Produce an exact copy of the lines from the line containing "Exercise. Point out each instance of the player's knee" through the last line of the entries below, and only those lines.
== Data provided
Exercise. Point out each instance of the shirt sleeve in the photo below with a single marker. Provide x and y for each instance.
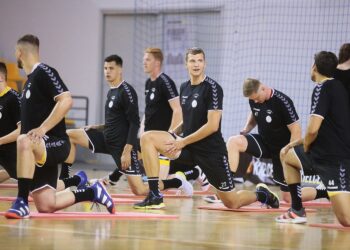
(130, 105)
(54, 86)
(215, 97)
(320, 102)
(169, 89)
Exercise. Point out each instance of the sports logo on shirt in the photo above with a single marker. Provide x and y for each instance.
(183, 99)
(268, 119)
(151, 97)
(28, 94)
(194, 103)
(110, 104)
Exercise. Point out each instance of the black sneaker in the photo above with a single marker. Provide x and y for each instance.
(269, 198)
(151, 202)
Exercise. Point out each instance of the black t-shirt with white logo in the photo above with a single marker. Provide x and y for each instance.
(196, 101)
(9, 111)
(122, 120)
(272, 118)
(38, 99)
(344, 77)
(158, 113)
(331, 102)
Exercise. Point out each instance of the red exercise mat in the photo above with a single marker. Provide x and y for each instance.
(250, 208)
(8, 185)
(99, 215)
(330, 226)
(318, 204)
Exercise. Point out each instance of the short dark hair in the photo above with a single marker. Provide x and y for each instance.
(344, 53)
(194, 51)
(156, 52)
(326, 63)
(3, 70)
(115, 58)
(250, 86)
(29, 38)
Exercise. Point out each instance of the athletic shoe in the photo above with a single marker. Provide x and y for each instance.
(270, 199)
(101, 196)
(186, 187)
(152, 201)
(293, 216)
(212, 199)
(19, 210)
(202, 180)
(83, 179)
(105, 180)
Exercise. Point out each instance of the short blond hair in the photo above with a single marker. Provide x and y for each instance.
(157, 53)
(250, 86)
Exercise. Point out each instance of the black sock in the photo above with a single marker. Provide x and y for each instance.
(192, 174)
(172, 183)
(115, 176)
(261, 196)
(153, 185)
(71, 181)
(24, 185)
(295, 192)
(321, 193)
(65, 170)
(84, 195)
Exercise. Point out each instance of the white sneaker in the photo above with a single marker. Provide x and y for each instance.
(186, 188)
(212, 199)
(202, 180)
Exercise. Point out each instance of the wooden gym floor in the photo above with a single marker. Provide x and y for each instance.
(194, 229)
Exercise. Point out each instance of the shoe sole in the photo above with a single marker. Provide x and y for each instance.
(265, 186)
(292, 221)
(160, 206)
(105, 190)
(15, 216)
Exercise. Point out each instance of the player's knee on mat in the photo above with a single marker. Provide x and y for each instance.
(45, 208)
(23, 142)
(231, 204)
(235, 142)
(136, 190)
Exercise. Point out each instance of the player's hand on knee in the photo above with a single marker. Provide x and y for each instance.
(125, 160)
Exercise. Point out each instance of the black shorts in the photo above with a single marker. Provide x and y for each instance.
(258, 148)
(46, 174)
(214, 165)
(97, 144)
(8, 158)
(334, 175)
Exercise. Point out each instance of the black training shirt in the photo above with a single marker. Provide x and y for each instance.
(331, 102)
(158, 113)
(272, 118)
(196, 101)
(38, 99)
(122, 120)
====
### Response area
Exercise. Point out each instance of the player's knee on mat in the photo above with a single marker. Provide x and y for each instance.
(45, 208)
(23, 142)
(231, 204)
(235, 142)
(136, 190)
Exercise. Point out each instance of the player's hand on knee in the photo above with a single marker. Provide x and y for each instance.
(125, 160)
Exercise. Point out each instance of the black shorts in the photo above with a single marker. Provide x and y for each instance.
(258, 148)
(46, 174)
(214, 165)
(97, 144)
(8, 158)
(334, 175)
Exercise. Point out each instance of the black training shirt in the photo above with a single marker. Provide x and y for each instance.
(331, 102)
(158, 113)
(272, 118)
(196, 101)
(38, 99)
(122, 120)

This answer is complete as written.